In the part that opens with the line containing "In this UI capture, mark the location of the group" and closes with the line containing "[332,104,390,135]", change "distant building" to "faraway building" and give back only those lines, with nothing else altered.
Start of Dataset rows
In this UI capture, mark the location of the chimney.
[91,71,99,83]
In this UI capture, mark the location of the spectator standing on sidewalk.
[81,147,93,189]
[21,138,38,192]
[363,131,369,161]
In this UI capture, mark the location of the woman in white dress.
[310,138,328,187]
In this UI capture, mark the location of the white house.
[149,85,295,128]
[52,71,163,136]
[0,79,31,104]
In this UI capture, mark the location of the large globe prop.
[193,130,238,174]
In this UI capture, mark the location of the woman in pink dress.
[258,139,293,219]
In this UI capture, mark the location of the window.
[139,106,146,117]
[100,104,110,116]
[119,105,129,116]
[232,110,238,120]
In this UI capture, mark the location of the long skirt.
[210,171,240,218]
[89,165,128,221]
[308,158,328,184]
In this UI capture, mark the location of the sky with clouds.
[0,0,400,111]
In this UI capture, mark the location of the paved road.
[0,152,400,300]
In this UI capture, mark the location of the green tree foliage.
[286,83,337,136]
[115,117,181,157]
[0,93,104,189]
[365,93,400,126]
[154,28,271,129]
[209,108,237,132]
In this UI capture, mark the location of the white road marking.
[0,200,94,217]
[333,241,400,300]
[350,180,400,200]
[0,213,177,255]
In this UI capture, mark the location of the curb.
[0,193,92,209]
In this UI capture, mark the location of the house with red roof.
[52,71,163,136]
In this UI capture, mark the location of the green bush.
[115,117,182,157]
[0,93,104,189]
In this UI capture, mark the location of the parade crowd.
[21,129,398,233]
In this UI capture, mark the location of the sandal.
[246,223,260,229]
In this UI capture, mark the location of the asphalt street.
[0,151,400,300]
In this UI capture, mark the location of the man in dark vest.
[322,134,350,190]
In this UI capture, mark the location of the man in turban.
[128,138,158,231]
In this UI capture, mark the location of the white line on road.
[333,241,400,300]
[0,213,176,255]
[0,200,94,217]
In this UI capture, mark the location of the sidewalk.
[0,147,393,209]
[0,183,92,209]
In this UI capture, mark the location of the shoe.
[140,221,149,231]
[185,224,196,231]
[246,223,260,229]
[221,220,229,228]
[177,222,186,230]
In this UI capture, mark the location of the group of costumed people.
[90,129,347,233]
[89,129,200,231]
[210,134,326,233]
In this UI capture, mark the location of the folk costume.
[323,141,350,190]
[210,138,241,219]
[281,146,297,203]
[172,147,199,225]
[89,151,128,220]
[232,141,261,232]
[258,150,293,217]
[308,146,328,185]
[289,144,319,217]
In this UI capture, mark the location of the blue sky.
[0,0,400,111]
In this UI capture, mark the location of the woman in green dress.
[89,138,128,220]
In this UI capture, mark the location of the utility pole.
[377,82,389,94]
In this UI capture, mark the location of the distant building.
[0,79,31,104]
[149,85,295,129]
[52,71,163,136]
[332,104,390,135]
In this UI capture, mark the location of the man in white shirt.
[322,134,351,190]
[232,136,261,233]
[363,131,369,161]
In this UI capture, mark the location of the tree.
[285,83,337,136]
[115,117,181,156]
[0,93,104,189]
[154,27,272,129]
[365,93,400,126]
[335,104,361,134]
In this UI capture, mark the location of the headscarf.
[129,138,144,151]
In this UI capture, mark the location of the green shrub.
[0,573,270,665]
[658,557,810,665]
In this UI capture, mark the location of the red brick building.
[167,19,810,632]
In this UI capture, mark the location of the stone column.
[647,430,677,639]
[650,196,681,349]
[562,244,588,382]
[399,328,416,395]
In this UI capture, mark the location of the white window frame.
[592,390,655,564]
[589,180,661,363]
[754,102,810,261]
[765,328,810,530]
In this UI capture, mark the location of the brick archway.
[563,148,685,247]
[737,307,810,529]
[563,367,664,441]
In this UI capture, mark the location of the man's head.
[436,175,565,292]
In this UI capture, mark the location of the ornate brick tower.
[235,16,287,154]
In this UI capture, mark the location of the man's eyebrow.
End of Dataset rows
Output for this task:
In this UI capture, mark the location of the group of costumed people.
[90,129,347,233]
[89,129,200,231]
[210,134,326,233]
In this UI capture, mark the location of the folk costume.
[323,141,350,190]
[210,138,241,219]
[281,146,297,203]
[172,147,199,225]
[89,151,128,220]
[232,141,261,232]
[258,150,293,217]
[308,146,328,185]
[289,144,319,217]
In this UI capture, mark the location of the blue sky.
[0,0,400,111]
In this UI capture, mark the location of the woman in green dress.
[89,138,128,220]
In this UI capture, mark the location of the utility pole.
[377,82,389,94]
In this UI capture, mark the location of the faraway building.
[0,79,31,104]
[149,85,295,129]
[52,71,163,136]
[332,104,390,135]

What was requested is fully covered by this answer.